• [Extract provided]:
Thursday, July 23, 2020

Near-Death Experiences (NDEs)

I have not had a near-death experience, but my father did when during surgery he suffered cardiac arrest. A scientist by training, he had never heard of this experience and doubted his own memory of it. Yet seeing himself outside his body, observing the surgeon trying to revive him, moving through darkness toward a clear vision of my deceased mother, and feeling unconditional love from the brilliant light behind her, before returning to his body . . . was life transforming for him.

He lost his fear of death, he told me, and I saw that he became a warmer person. My life was also transformed by his experience, as researching NDEs has altered my view of life, death, consciousness, and God.

For surgeon Bernie Siegel, “the knowledge that God is a loving, intelligent, and conscious energy” has come from dreams, drawings, and near-death experiences. He believes: “first, there was consciousness and consciousness was with God” and “consciousness was God, because God speaks in dreams and images―the universal language.” In his experience with patients, Siegel has learned that consciousness can be healing. To a cancer patient Siegel proposed: “visualizing God’s light melting a tumor that appears as a block of ice.” To another: “Let go and let God.” Siegel tells his patients: “By accepting ourselves as God’s creation, seeing beauty and meaning in what we are, just as we are, we accept others as God’s creation too.”

• [Raw data]:
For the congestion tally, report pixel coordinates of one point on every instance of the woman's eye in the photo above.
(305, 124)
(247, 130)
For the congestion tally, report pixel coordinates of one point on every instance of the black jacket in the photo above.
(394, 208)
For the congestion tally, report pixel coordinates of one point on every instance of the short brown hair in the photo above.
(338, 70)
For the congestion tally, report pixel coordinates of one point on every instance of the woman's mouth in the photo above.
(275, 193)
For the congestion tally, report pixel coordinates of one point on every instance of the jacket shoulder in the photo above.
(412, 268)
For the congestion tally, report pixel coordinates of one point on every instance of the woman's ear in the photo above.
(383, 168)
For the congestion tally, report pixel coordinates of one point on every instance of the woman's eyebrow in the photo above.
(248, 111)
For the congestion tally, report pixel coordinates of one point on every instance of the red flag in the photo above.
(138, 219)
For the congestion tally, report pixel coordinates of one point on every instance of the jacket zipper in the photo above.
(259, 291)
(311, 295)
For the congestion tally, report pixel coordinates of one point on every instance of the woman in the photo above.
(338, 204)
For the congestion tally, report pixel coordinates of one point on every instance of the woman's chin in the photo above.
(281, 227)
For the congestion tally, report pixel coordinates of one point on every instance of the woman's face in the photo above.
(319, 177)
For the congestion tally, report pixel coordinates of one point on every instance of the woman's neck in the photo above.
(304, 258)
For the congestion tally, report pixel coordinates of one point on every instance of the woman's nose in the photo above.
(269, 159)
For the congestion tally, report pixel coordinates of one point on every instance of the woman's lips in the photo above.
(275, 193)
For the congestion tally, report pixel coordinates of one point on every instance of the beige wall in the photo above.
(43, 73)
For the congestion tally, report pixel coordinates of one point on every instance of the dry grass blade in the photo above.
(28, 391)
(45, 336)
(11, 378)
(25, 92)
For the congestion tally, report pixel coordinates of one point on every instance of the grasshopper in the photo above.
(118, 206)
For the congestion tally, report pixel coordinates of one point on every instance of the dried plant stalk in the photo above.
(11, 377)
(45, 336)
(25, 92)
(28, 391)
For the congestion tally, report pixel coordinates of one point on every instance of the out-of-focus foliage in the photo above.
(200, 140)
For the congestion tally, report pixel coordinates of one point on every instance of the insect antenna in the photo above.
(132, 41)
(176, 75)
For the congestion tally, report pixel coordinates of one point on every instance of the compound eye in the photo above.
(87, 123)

• [Task objective]: Can you print, word for word, the part of the near-death experiences post from "Near-Death Experiences (NDEs)" up to and including "transforming for him."?

• [Finished exercise]:
Near-Death Experiences (NDEs)

I have not had a near-death experience, but my father did when during surgery he suffered cardiac arrest. A scientist by training, he had never heard of this experience and doubted his own memory of it. Yet seeing himself outside his body, observing the surgeon trying to revive him, moving through darkness toward a clear vision of my deceased mother, and feeling unconditional love from the brilliant light behind her, before returning to his body . . . was life transforming for him.